> _Exercise_: Tally the lines of the entries in which the string "below" occurs, and say only how many.

> _Records supplied_:
====
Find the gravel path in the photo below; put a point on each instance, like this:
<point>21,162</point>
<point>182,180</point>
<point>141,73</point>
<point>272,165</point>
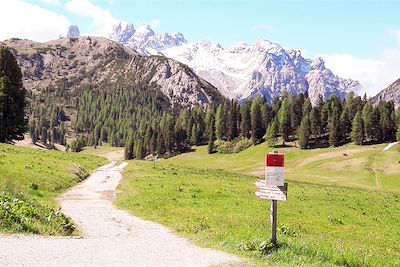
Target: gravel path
<point>111,237</point>
<point>389,146</point>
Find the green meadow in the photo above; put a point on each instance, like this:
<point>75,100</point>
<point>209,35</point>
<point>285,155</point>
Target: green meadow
<point>30,180</point>
<point>335,216</point>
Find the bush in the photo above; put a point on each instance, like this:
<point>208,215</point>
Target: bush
<point>19,215</point>
<point>226,147</point>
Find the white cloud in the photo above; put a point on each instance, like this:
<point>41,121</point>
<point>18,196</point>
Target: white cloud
<point>373,74</point>
<point>102,19</point>
<point>155,23</point>
<point>395,34</point>
<point>263,27</point>
<point>51,2</point>
<point>24,20</point>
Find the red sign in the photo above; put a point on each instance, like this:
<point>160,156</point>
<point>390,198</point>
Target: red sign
<point>275,160</point>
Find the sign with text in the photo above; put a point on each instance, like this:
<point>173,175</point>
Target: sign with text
<point>274,165</point>
<point>272,192</point>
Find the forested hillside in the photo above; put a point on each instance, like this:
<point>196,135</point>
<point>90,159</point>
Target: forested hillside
<point>143,120</point>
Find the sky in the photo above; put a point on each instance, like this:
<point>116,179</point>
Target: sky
<point>357,39</point>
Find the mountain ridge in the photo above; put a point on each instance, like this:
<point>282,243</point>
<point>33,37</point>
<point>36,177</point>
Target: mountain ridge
<point>99,62</point>
<point>243,70</point>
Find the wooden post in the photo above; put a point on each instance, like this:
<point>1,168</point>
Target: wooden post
<point>274,215</point>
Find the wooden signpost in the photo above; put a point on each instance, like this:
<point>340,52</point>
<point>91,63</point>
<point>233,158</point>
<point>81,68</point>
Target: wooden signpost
<point>273,187</point>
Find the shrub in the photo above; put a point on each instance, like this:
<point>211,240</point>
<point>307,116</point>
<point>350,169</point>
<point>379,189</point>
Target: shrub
<point>226,147</point>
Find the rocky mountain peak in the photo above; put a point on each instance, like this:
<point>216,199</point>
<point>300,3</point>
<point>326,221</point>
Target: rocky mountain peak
<point>73,32</point>
<point>144,31</point>
<point>246,70</point>
<point>122,32</point>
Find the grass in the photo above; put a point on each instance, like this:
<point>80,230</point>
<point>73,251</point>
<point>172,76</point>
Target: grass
<point>320,225</point>
<point>30,180</point>
<point>367,167</point>
<point>105,151</point>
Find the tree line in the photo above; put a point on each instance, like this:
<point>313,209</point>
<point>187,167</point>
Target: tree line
<point>143,120</point>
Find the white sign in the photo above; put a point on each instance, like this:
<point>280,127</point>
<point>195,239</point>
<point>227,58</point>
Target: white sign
<point>273,192</point>
<point>274,175</point>
<point>272,195</point>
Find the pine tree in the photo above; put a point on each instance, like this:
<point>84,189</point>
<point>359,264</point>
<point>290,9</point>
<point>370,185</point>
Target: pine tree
<point>220,122</point>
<point>12,98</point>
<point>304,131</point>
<point>284,120</point>
<point>357,133</point>
<point>315,120</point>
<point>376,125</point>
<point>368,121</point>
<point>245,124</point>
<point>272,132</point>
<point>194,137</point>
<point>210,146</point>
<point>255,116</point>
<point>334,128</point>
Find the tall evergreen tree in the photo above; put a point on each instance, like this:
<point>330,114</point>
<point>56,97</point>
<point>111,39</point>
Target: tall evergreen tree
<point>304,131</point>
<point>272,132</point>
<point>220,122</point>
<point>334,128</point>
<point>255,116</point>
<point>357,133</point>
<point>245,124</point>
<point>13,123</point>
<point>284,120</point>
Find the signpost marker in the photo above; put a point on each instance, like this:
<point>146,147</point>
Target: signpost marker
<point>273,187</point>
<point>274,215</point>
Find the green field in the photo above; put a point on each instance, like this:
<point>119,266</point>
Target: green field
<point>30,180</point>
<point>320,225</point>
<point>366,167</point>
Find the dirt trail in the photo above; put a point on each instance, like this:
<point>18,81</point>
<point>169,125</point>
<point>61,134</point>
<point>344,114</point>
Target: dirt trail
<point>111,237</point>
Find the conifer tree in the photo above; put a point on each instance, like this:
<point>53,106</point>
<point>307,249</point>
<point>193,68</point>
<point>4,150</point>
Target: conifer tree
<point>245,124</point>
<point>210,146</point>
<point>13,123</point>
<point>272,132</point>
<point>194,137</point>
<point>255,115</point>
<point>334,128</point>
<point>304,131</point>
<point>284,120</point>
<point>357,133</point>
<point>220,122</point>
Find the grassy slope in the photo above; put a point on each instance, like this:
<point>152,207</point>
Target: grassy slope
<point>52,171</point>
<point>319,225</point>
<point>365,167</point>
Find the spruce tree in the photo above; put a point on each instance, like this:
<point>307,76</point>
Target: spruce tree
<point>284,120</point>
<point>245,124</point>
<point>304,131</point>
<point>255,116</point>
<point>334,128</point>
<point>220,122</point>
<point>357,133</point>
<point>272,132</point>
<point>13,123</point>
<point>210,146</point>
<point>194,137</point>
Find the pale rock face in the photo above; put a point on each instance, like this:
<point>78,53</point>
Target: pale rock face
<point>100,62</point>
<point>122,32</point>
<point>73,32</point>
<point>246,70</point>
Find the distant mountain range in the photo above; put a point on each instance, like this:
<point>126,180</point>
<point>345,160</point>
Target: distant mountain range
<point>391,93</point>
<point>100,62</point>
<point>243,70</point>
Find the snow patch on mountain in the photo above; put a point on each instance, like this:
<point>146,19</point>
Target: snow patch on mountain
<point>243,70</point>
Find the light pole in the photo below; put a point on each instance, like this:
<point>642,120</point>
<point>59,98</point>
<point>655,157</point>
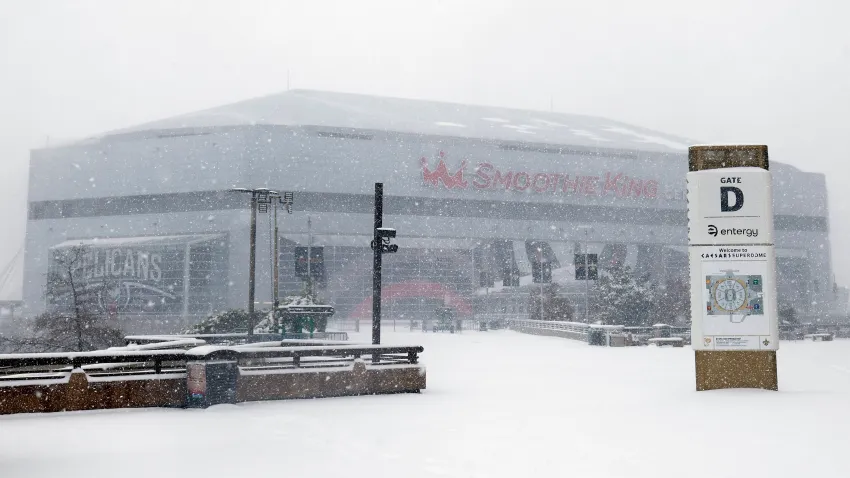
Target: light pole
<point>587,230</point>
<point>260,199</point>
<point>287,200</point>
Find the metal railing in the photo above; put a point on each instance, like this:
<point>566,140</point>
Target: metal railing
<point>234,338</point>
<point>20,368</point>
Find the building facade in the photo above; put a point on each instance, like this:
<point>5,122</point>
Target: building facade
<point>458,179</point>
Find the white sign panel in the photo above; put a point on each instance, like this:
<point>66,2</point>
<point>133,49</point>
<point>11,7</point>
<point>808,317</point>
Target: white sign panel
<point>732,299</point>
<point>730,206</point>
<point>733,266</point>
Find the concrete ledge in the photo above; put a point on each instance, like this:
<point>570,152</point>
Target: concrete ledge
<point>356,380</point>
<point>551,333</point>
<point>82,392</point>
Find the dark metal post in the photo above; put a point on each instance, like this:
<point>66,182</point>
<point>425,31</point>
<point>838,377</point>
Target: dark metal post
<point>276,271</point>
<point>376,265</point>
<point>253,264</point>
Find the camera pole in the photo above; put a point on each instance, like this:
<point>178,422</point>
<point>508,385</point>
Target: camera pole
<point>376,264</point>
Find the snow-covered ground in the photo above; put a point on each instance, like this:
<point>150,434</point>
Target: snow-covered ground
<point>498,404</point>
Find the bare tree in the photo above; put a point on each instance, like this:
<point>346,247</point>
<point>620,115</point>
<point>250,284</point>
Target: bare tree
<point>75,319</point>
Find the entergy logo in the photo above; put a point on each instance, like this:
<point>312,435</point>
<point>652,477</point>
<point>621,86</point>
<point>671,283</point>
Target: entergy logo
<point>441,174</point>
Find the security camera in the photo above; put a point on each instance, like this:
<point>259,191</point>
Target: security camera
<point>387,232</point>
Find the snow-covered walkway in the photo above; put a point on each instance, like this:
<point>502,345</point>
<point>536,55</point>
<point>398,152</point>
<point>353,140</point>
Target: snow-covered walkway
<point>498,404</point>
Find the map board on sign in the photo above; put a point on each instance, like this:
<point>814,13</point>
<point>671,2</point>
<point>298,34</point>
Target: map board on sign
<point>733,286</point>
<point>737,312</point>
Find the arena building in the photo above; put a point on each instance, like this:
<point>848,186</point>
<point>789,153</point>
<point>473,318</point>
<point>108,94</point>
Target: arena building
<point>467,187</point>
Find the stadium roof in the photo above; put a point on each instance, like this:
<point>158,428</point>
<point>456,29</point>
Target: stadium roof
<point>345,110</point>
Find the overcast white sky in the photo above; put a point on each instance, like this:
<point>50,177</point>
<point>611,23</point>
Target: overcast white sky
<point>759,71</point>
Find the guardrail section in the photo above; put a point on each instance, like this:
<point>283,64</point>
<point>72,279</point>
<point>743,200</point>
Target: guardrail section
<point>203,376</point>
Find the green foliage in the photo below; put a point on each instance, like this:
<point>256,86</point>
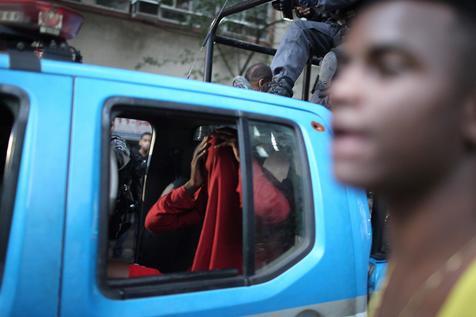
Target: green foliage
<point>198,14</point>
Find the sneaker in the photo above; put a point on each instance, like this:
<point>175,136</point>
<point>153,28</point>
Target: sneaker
<point>327,71</point>
<point>282,86</point>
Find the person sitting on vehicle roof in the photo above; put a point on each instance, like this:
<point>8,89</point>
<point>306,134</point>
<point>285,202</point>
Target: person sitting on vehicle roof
<point>322,31</point>
<point>257,77</point>
<point>212,196</point>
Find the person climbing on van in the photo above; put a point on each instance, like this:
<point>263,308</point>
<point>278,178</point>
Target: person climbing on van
<point>212,197</point>
<point>323,30</point>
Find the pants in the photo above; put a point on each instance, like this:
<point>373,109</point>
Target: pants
<point>302,39</point>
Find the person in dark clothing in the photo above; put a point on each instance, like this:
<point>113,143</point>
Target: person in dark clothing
<point>322,31</point>
<point>212,198</point>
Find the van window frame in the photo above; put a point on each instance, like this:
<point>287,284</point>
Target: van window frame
<point>12,165</point>
<point>200,281</point>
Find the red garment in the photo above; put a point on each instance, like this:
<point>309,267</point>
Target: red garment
<point>218,205</point>
<point>136,270</point>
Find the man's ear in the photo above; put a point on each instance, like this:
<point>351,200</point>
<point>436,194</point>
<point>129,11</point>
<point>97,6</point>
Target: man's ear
<point>469,121</point>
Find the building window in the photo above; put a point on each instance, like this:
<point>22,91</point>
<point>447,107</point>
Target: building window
<point>222,200</point>
<point>248,24</point>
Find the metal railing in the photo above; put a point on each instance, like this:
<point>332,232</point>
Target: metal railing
<point>212,38</point>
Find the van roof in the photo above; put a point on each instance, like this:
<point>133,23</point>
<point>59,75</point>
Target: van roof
<point>138,77</point>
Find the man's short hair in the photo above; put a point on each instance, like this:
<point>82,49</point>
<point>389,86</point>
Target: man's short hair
<point>259,71</point>
<point>462,43</point>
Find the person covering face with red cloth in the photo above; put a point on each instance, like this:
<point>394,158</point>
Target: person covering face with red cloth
<point>212,197</point>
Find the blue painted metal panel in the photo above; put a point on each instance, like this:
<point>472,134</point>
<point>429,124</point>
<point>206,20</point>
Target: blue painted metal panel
<point>335,269</point>
<point>31,280</point>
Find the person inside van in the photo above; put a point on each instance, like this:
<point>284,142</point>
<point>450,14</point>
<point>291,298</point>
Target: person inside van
<point>212,197</point>
<point>404,126</point>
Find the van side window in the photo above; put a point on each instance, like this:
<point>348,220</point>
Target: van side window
<point>275,156</point>
<point>13,117</point>
<point>194,226</point>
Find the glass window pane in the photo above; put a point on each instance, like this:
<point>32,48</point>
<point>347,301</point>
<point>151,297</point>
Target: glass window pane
<point>277,191</point>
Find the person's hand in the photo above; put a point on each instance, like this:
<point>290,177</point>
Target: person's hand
<point>228,137</point>
<point>198,173</point>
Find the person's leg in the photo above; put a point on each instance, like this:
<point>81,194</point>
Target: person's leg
<point>302,39</point>
<point>327,71</point>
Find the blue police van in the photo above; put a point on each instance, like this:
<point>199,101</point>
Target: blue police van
<point>60,186</point>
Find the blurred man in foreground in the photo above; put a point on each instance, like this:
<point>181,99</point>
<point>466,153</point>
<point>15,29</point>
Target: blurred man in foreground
<point>405,127</point>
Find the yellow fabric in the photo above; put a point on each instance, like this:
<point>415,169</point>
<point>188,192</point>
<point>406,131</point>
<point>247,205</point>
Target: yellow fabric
<point>462,302</point>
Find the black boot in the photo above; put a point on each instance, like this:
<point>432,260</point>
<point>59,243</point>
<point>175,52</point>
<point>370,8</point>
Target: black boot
<point>282,86</point>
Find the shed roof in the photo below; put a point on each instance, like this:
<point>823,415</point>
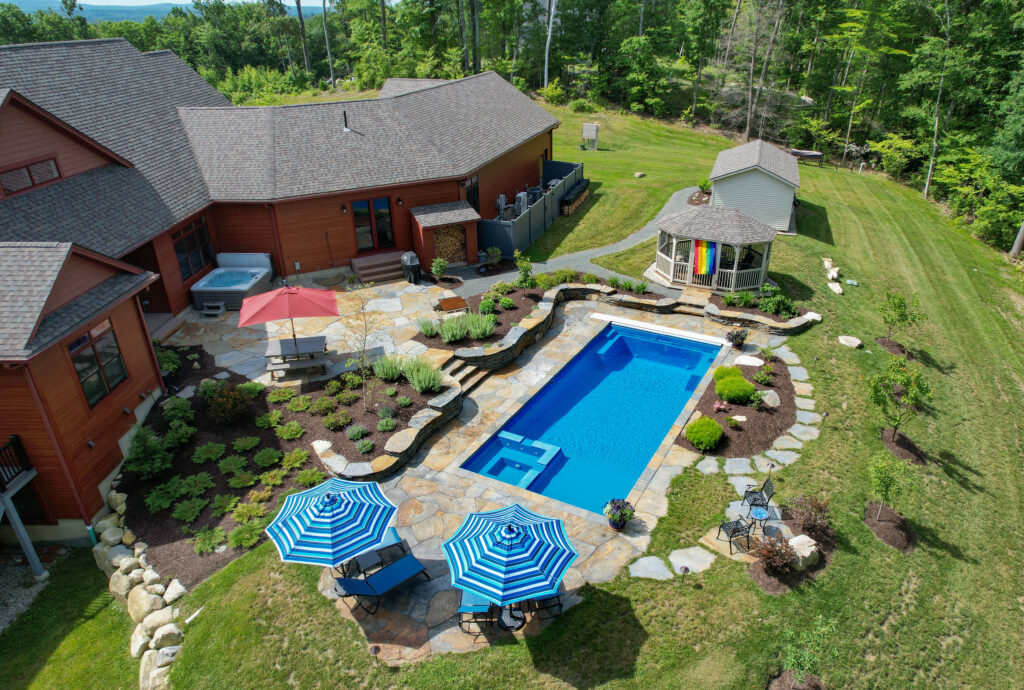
====
> _Completed exercise_: 4